__Listed records__:
▼
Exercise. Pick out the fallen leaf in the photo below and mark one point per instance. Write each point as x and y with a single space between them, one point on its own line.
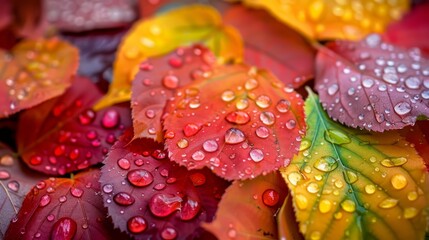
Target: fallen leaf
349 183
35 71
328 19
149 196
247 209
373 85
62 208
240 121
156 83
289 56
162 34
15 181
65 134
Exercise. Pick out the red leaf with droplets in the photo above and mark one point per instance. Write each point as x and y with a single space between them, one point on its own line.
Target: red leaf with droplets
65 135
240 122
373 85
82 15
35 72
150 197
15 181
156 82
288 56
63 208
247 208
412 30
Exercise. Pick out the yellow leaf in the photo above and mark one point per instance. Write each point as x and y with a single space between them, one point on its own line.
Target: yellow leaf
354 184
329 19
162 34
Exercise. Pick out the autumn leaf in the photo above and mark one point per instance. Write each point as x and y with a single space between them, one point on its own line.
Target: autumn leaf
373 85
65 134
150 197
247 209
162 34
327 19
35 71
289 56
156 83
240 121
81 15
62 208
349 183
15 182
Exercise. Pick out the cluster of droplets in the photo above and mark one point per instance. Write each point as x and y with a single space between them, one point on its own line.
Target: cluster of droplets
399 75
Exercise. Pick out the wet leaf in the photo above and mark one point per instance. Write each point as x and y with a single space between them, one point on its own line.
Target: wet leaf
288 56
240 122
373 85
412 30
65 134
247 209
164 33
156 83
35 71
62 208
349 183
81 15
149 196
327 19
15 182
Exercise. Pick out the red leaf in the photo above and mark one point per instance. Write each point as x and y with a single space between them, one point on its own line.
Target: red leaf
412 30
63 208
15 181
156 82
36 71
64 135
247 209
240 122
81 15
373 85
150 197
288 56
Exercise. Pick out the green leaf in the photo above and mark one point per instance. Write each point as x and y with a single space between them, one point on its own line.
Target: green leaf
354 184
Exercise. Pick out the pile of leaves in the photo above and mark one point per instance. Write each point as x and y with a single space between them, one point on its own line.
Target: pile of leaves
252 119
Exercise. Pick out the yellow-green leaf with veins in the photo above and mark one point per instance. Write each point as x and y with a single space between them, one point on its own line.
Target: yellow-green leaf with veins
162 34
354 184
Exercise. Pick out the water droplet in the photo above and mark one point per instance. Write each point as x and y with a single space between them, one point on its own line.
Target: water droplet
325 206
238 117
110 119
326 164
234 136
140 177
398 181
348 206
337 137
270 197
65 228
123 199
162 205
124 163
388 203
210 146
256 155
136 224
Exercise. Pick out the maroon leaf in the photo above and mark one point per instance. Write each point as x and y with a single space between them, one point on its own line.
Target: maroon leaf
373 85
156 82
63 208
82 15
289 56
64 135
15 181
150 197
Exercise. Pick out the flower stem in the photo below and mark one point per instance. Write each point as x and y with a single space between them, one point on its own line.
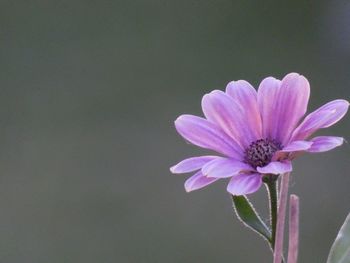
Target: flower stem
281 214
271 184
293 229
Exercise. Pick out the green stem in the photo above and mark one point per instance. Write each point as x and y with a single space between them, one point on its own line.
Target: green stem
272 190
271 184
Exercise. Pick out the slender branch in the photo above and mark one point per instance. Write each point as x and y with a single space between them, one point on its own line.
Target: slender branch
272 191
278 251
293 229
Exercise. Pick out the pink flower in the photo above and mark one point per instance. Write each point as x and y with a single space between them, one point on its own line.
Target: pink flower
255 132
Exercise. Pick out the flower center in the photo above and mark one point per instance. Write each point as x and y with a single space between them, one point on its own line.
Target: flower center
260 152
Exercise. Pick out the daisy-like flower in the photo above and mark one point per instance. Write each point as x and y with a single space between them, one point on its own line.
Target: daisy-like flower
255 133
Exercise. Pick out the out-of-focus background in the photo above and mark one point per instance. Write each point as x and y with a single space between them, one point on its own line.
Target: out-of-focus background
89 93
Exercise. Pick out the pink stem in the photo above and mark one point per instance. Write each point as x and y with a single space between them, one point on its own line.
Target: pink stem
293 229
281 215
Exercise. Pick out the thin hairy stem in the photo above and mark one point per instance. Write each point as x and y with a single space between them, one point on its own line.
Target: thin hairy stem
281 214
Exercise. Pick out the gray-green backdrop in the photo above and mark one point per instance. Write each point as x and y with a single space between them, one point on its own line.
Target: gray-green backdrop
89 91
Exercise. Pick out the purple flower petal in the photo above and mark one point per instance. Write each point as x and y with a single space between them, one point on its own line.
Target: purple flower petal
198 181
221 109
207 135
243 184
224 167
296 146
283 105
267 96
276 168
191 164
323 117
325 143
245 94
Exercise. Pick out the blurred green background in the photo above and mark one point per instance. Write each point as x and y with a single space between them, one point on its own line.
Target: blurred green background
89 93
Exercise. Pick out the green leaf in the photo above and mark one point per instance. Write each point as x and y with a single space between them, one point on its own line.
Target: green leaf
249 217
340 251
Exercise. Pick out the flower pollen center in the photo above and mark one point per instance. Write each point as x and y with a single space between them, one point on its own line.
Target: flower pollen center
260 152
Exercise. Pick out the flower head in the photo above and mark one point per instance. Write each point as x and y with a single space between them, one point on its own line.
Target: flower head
▲
__What the task asks__:
Your task is to output exactly the lines running from the one with "Exercise. Pick out the out-of-focus" through the final line of the material above, with both ends included.

__Exercise answer__:
Exercise. Pick out the out-of-focus background in the photo above and mark one point per instance. Write each point as x and y with a single space between them, one point on its own line.
Target: out-of-focus background
89 93
Exercise. Pick out the pink stem in the photo above and mark one point per instance. Write each point as x and y with a single space between them, one point on its own line.
Target: pink stem
293 229
281 215
Exercise. Pick out the thin hairy stem in the photo above and mark one point per instance. Write each point as x and y with a single space between them, one point on its own line.
Target: thin hairy stem
281 214
Exercise. Pick out the gray-green backdrop in the photo above and mark one point per instance. Write each point as x and y with a single space between them, one point on its own line.
Target: gray-green backdrop
89 91
Exercise. Pick out the purple flower petal in the photo above and mark one point per instance. Write each point as x and y with a single space between them, one point on its own line.
Target: purple flower petal
198 181
221 109
207 135
243 184
224 167
296 146
283 105
267 96
276 168
191 164
323 117
325 143
245 94
Exercise. Pick out the blurred green background in the photo above and mark one point per instance. Write each point as x and y with a single space between them, one point on its own line.
Target: blurred green background
89 93
Exercise. Pick out the green leaf in the photo above and mark one point per instance. Write each point as x and y with a single space between them, one point on its own line.
Target: green leaf
249 217
340 251
Exercise. Pick out the flower pollen center in the photo above and mark one point per instance. Write each point as x and y with a single space between them, one point on its own line.
Target: flower pollen center
260 152
Exercise. Pick out the flower head in the photo above and mark one point per instance. Write each point as x and y with a single space between them, one point on its own line.
Target: flower head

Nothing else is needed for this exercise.